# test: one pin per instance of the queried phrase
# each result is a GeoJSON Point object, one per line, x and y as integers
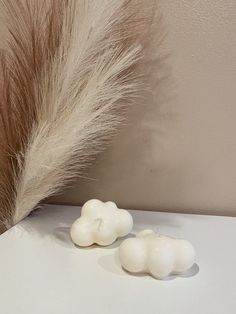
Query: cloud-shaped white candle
{"type": "Point", "coordinates": [156, 255]}
{"type": "Point", "coordinates": [100, 223]}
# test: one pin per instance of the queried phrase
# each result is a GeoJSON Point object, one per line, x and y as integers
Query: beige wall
{"type": "Point", "coordinates": [181, 156]}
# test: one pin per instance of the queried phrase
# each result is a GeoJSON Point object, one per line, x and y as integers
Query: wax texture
{"type": "Point", "coordinates": [101, 223]}
{"type": "Point", "coordinates": [157, 255]}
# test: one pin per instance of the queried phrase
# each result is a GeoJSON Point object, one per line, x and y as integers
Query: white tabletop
{"type": "Point", "coordinates": [42, 272]}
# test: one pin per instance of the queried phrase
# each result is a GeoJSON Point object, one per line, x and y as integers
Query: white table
{"type": "Point", "coordinates": [42, 272]}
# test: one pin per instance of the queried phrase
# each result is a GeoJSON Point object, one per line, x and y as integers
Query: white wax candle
{"type": "Point", "coordinates": [156, 255]}
{"type": "Point", "coordinates": [100, 223]}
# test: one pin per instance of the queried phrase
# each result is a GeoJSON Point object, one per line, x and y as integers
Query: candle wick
{"type": "Point", "coordinates": [99, 223]}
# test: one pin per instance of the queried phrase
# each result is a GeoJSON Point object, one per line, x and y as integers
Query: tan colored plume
{"type": "Point", "coordinates": [69, 70]}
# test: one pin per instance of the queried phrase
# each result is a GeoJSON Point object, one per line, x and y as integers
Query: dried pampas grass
{"type": "Point", "coordinates": [69, 70]}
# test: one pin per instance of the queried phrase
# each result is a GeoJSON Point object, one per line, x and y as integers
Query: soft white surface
{"type": "Point", "coordinates": [41, 271]}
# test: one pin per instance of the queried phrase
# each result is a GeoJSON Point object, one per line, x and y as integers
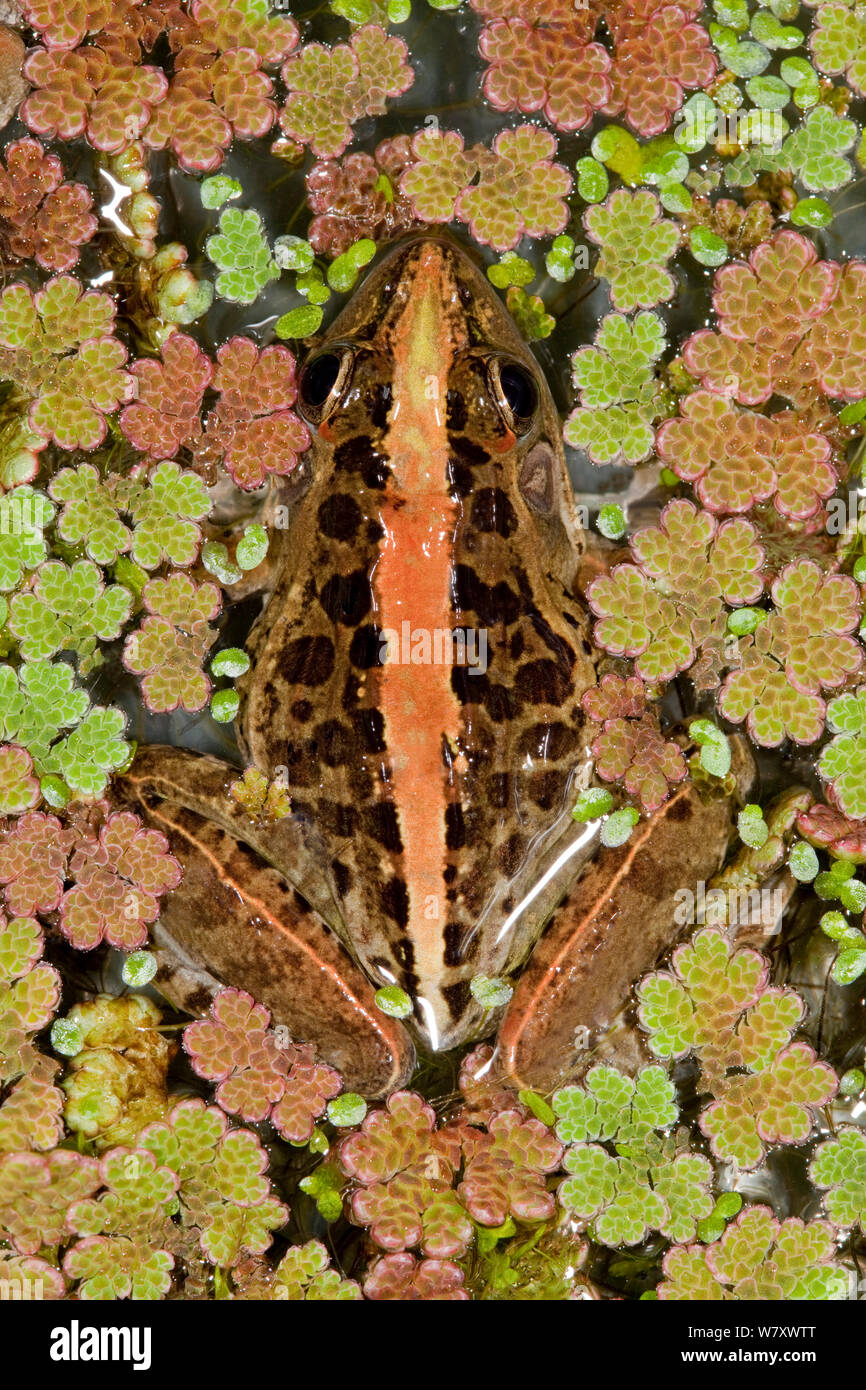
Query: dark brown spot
{"type": "Point", "coordinates": [491, 602]}
{"type": "Point", "coordinates": [335, 818]}
{"type": "Point", "coordinates": [366, 647]}
{"type": "Point", "coordinates": [548, 741]}
{"type": "Point", "coordinates": [546, 790]}
{"type": "Point", "coordinates": [510, 855]}
{"type": "Point", "coordinates": [342, 877]}
{"type": "Point", "coordinates": [499, 790]}
{"type": "Point", "coordinates": [335, 744]}
{"type": "Point", "coordinates": [381, 823]}
{"type": "Point", "coordinates": [455, 826]}
{"type": "Point", "coordinates": [307, 660]}
{"type": "Point", "coordinates": [359, 456]}
{"type": "Point", "coordinates": [456, 997]}
{"type": "Point", "coordinates": [538, 478]}
{"type": "Point", "coordinates": [346, 598]}
{"type": "Point", "coordinates": [339, 517]}
{"type": "Point", "coordinates": [494, 512]}
{"type": "Point", "coordinates": [542, 683]}
{"type": "Point", "coordinates": [395, 901]}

*****

◆ Exercise task ◆
Pull out every line of the listing above that contains the word "candle".

◆ Finished task ◆
Query: cloud-shaped white candle
Query: white wax candle
Query: candle wick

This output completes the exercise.